DATA SUPPLIED:
*-*-*

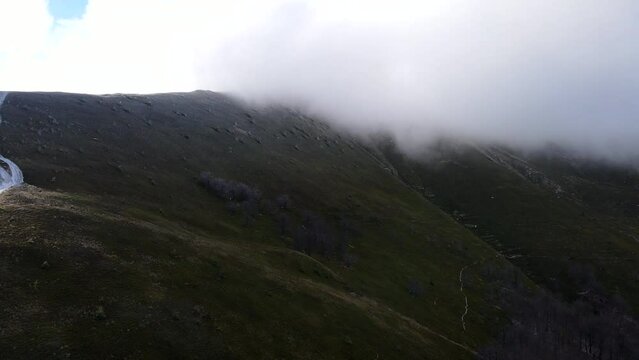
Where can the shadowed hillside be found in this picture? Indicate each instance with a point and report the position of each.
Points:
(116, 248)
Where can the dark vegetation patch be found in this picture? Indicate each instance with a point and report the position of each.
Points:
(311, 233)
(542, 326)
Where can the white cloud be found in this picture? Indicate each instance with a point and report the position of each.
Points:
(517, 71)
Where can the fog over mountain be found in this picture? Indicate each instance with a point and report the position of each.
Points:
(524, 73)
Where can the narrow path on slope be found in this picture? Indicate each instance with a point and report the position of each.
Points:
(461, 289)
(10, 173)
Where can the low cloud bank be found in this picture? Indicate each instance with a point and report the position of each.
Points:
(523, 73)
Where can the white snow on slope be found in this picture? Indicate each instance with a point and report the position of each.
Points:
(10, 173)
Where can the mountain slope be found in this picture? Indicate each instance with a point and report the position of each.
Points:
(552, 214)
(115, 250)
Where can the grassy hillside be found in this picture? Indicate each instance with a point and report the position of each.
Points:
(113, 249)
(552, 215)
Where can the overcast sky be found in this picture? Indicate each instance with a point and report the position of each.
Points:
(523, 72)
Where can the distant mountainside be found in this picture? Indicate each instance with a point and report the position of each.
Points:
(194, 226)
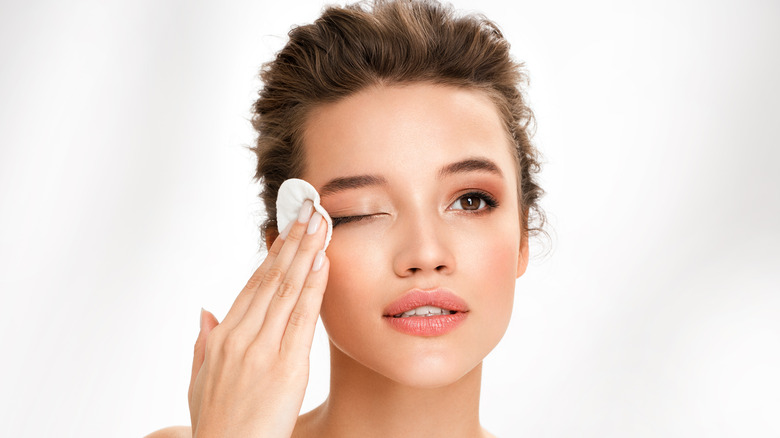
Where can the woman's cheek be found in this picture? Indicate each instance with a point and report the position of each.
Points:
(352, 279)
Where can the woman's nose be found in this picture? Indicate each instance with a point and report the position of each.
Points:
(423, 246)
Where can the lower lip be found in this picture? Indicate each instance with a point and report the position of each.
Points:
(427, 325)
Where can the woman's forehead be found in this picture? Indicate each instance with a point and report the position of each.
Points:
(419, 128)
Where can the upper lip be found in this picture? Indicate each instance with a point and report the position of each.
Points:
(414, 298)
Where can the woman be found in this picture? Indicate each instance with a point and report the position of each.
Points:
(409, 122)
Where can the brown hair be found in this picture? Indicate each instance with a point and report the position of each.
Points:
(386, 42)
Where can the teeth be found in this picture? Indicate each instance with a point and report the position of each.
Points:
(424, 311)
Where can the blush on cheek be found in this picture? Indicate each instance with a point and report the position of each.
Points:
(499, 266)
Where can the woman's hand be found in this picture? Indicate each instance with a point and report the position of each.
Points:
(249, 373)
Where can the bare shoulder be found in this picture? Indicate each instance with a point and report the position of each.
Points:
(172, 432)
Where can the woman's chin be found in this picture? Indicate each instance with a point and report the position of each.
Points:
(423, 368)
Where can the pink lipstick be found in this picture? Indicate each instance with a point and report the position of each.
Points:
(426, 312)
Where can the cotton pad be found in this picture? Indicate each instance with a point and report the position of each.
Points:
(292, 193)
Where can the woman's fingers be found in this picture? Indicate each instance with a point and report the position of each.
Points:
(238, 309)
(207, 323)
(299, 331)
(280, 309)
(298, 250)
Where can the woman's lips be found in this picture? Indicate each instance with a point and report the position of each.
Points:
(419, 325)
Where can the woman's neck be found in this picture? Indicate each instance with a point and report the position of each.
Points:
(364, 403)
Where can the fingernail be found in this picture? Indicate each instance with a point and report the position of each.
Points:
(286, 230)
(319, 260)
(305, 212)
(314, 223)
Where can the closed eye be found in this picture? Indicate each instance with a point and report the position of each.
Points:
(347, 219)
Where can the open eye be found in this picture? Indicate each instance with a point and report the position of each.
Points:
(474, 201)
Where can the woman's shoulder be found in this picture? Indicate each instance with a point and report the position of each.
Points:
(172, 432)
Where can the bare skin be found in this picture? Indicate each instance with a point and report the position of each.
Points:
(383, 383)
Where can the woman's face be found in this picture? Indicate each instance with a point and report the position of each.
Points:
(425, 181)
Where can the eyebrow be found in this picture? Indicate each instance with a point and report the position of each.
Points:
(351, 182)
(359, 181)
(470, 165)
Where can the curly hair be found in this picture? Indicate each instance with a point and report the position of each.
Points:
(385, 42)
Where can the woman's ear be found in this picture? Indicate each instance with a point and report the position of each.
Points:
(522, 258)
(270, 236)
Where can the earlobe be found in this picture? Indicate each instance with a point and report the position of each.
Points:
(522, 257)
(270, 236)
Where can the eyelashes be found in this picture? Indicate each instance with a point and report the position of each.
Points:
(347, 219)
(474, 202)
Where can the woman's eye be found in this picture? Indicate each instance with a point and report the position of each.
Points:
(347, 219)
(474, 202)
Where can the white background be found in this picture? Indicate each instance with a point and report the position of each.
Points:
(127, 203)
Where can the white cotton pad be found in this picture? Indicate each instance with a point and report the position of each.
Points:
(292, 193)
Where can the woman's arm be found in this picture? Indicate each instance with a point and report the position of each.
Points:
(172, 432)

*-*-*

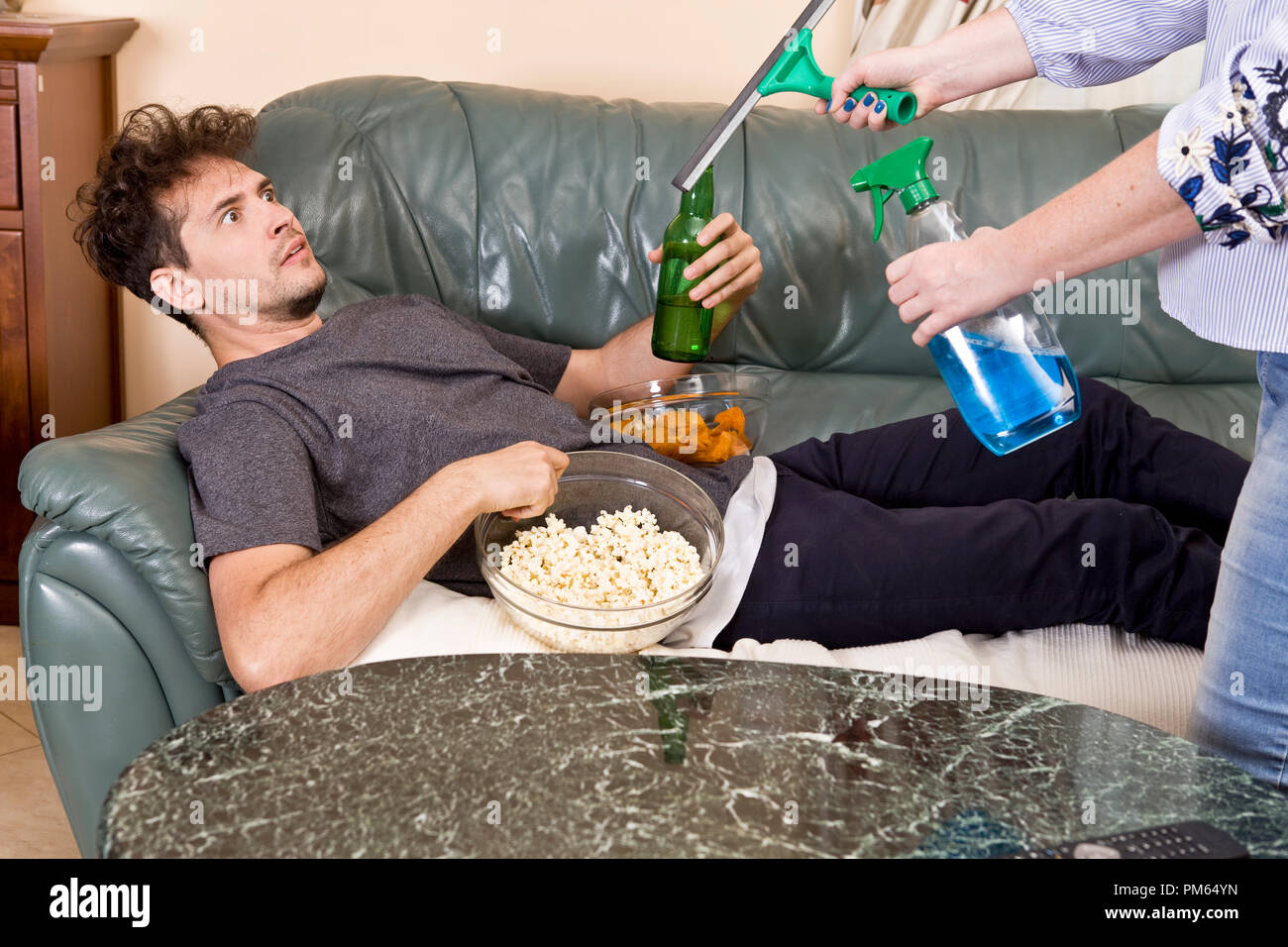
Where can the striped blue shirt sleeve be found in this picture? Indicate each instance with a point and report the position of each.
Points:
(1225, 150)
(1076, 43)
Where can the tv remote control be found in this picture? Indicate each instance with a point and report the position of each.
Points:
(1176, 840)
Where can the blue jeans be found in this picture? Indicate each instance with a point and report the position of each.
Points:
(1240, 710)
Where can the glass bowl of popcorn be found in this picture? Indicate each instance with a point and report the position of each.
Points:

*-*-*

WORK ORDER: Locate the string "slope" in the listing above and copy every line where it occurs.

YOUR RESPONSE:
Where can the narrow path on slope be found in this picture? Indicate each instance with a point and report the position of each.
Where can the white snow on slope be found in this picture? Indicate each instance with a point and report the position of each.
Where can the mountain slope be found in this picture? Indicate each instance with a point and report the position of each.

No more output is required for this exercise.